- **EXERCISE INSTRUCTIONS**: Quote the lines of the records below word for word, leaving out the pictures.

▬▬▬▬▬▬▬▬▬▬

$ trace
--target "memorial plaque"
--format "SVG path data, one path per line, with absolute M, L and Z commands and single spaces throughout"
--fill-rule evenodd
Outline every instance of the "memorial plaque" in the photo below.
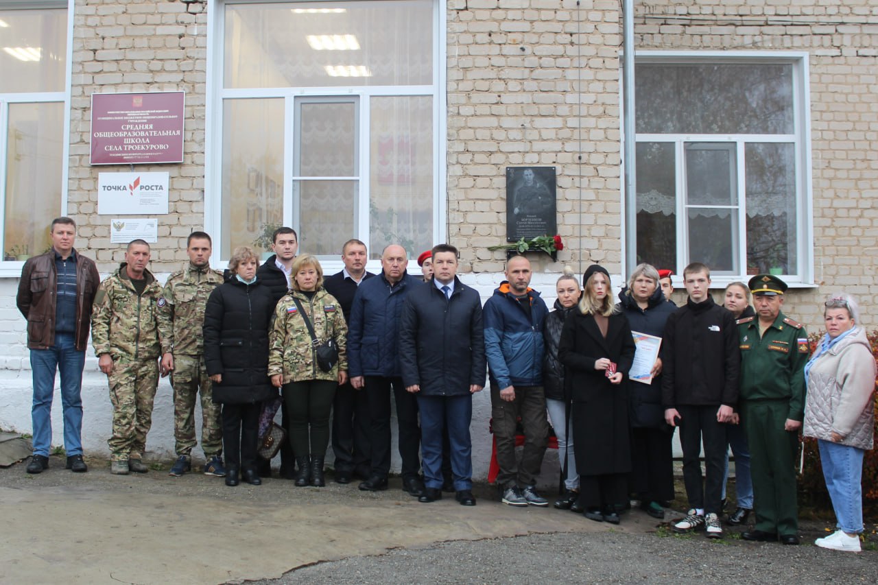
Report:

▬▬▬▬▬▬▬▬▬▬

- **SOLUTION FOR THIS EXERCISE**:
$ trace
--target "memorial plaque"
--format "SVG path data, one path per line, with absolute M, L and Z commands and single spaces throughout"
--fill-rule evenodd
Outline every instance of the "memorial plaque" in the photo below.
Report:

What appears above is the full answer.